◆ **Énoncé**
Poursuivez le texte sur la perquisition visant la journaliste Ariane Lavrilleux, à partir de sa dernière phrase.

◆ **Extrait du document**
Le
mardi 19 septembre au matin, la Direction générale de la sécurité intérieure
(DGSI) a perquisitionné pendant plus de 10 heures le domicile de la journaliste
d’investigation de Disclose, Ariane Lavrilleux, et l’a mise en garde
à vue 48 heures « pour compromission
du secret de la Défense nationale et divulgations d'identité de militaires »
en raison de ses articles
sur l’armée française en Egypte et l’opération française “Sirli”.
Un rassemblement
en soutien à Ariane Lavrilleux, organisé par Disclose et RSF, est organisé
ce mercredi 20 septembre à 18h30, place de la République à Paris. La DGSI s’attaque
« au principe du secret des sources » selon RSF.
Le scandale monte rapidement. Plusieurs partis
politiques sont présents au rassemblement, EELV, LFI et le PS.
Que signifie collaborer avec la
dictature égyptienne de Sissi ? Est-ce une dictature comme une autre ?
Dans un classement
africain du niveau de dictature, deux dictatures sont au niveau le plus élevé
de répression de toutes les libertés, l’Erythrée totalitaire et sans élection,
et l’Egypte généralement observé dans le cadre du Moyen-Orient. Les révélations
sur l’opération française “Sirli” ont rappelé à ceux et celles qui faisaient
semblant de ne pas le savoir à quel point il est problématique de collaborer avec
une dictature de très haut niveau. L’attaque actuelle de la liberté de la
presse en France en est une nouvelle démonstration.
Quels sont les ministres concernés ?
Les ministres de la justice et de l’intérieur, bien sûr. Le 15 septembre, la
ministre des Affaires étrangères, Catherine Colonna, était au Caire. Au
micro de LCI, parlant de l’Egypte, la ministre a dit : « C'est
surtout pour la France un partenaire de longue date, un pays ami et un
partenaire stratégique, et qui l'est encore plus dans ce monde en pleine
recomposition que vous évoquez, en effet. L'Egypte, pour nous, c'est un pays
clé, c'est une puissance régionale, c'est un partenaire de confiance, et c'est
un pays qui prône la modération, ce qui lui permet d'être à la fois en mission
pour parler au Président Poutine et l'interroger - cela n'est pas sans vertus -
sur la guerre qu'il fait à l'Ukraine, et un pays qui aide l'Ukraine à faire
progresser son plan de paix en allant à la réunion de Djeddah, il y a quelques
semaines, destinée à faire progresser des idées ukrainiennes de paix et de
dialogue. L'Ukraine prônant d'ailleurs la paix, là où la Russie, hélas, ne le
fait pas… L'Egypte est l'un de nos premiers partenaires et nous sommes l'un de
ses premiers partenaires… Son rôle géostratégique n'est plus à démontrer. Et
elle parle à la fois aux Américains, à la fois aux Européens, aux Français de
longue date… Donc nous nous sommes dans un pays ami, je le redis, un pays qui
est un partenaire de confiance et qui parle à tout le monde. Sans comparer avec
la France, je crois que cela a ses vertus de pouvoir aider à traiter les grands
défis du monde, aider à traiter les grandes crises en s'adressant à tout le
monde et en essayant de convaincre tout le monde qu'il faut faire plus, qu'il
faut faire mieux. » Autrement dit, en raison de la guerre en Ukraine et du
climat actuel rappelant la guerre froide, l’Egypte est stratégique. Quatre
jours plus tard, l’état français s’attaque à Ariane Lavrilleux et à la liberté
de la presse.

◆ **Liste des items**
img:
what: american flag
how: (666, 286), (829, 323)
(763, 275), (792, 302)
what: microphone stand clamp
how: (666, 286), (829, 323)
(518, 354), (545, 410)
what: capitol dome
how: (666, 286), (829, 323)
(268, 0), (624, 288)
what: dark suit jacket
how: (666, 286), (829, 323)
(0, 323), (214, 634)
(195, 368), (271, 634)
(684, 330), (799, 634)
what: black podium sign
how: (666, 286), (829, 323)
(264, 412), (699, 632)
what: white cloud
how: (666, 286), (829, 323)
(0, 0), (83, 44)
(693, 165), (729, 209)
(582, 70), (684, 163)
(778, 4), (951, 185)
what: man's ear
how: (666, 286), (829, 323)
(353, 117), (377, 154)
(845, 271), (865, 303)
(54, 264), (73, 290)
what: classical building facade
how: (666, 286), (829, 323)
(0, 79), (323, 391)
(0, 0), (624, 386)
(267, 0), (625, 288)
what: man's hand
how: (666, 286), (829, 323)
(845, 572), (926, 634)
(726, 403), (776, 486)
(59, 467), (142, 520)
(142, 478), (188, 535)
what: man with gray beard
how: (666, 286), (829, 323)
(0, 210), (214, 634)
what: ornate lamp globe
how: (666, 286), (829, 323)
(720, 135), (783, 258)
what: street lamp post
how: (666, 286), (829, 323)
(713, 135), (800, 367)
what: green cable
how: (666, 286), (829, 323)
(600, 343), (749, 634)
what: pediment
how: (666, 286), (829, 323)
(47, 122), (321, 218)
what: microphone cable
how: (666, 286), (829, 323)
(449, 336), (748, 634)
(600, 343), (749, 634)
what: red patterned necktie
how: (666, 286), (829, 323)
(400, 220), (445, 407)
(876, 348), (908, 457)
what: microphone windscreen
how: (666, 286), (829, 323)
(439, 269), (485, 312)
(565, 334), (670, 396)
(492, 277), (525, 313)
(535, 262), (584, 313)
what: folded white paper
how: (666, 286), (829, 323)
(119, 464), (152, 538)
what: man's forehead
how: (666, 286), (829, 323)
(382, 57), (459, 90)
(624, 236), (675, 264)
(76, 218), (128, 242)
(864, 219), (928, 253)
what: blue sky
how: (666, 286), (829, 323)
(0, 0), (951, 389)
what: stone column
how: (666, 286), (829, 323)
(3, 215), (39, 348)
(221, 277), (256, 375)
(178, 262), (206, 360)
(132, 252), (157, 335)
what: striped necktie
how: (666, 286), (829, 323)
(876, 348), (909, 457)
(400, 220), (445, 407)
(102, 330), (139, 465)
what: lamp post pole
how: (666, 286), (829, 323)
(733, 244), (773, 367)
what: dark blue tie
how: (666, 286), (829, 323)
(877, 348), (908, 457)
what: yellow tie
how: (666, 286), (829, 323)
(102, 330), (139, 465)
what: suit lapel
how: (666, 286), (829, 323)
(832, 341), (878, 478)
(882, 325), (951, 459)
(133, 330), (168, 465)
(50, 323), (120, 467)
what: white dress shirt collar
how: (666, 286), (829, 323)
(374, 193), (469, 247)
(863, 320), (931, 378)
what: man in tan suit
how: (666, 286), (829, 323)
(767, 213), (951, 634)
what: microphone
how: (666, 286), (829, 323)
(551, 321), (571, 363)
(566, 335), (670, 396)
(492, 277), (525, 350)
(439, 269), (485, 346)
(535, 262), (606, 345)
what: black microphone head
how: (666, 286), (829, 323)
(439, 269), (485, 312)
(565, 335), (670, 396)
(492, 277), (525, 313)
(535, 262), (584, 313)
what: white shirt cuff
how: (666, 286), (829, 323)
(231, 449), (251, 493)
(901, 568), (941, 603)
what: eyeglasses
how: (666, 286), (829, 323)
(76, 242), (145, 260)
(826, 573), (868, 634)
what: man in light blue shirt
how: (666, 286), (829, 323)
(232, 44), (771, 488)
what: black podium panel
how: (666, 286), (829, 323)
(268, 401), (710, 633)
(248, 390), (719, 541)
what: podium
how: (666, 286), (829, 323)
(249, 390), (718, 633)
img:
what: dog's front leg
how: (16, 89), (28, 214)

◆ **Résultat**
Depuis les coups d’Etat au Niger
et au Gabon, les critiques de la politique française en Afrique redoublent. La
politique en Egypte est analysée dans le cadre du Moyen-Orient mais cela n’empêche
pas les regards de toute l’Afrique de se porter sur ce pays. Ce qui est souvent
reproché aux dirigeants français, c’est d’être incapable de réformer profondément
une politique encore trop imprégnée du fonctionnement du néocolonialisme, de
continuer à se compromettre dans des dictatures, de ne jamais être clair dans
ses relations avec des régimes détestés par les populations et se maintenant
par de fausses élections sans démocratie. L’Union européenne est capable de
dire pourquoi les coups d’état du Niger et du Gabon sont pour elle très
différents. Elle est en mesure de parler sans être gênée des inversions de
résultats des présidentielles au Gabon en 2009, en 2016 et peut-être
en 2023, mais les gouvernements français se sont trop compromis avec Ali Bongo
depuis 2009 pour adopter une position transparente. Le message de soutien
français à Sissi arrive juste au moment où une clarification des positions
françaises sur les dictatures en Afrique serait utile, une clarification sur la
légitimité issu des élections pour certains régimes serait utile. Une fois de
plus il sera compris, que les dirigeants français sont prisonniers du passé et
incapable de réformer une politique obsolète et dangereuse.
Quand le porte-parole du
gouvernement, Olivier Véran, est incapable de répondre aux questions de Médiapart
sur l’atteinte de la liberté de la presse, cela n’est une surprise pour
personne. Il ne sera pas aisé pour le gouvernement de sortir de l’impasse dans
son conflit avec l’ensemble des journalistes d’investigation, aujourd’hui très remonté-e-s
contre lui et plus que jamais motivé à continuer les enquêtes.
Régis Marzin
Paris, 20 septembre 2023
NB : Aucune photo prise au
rassemblement où je suis présent.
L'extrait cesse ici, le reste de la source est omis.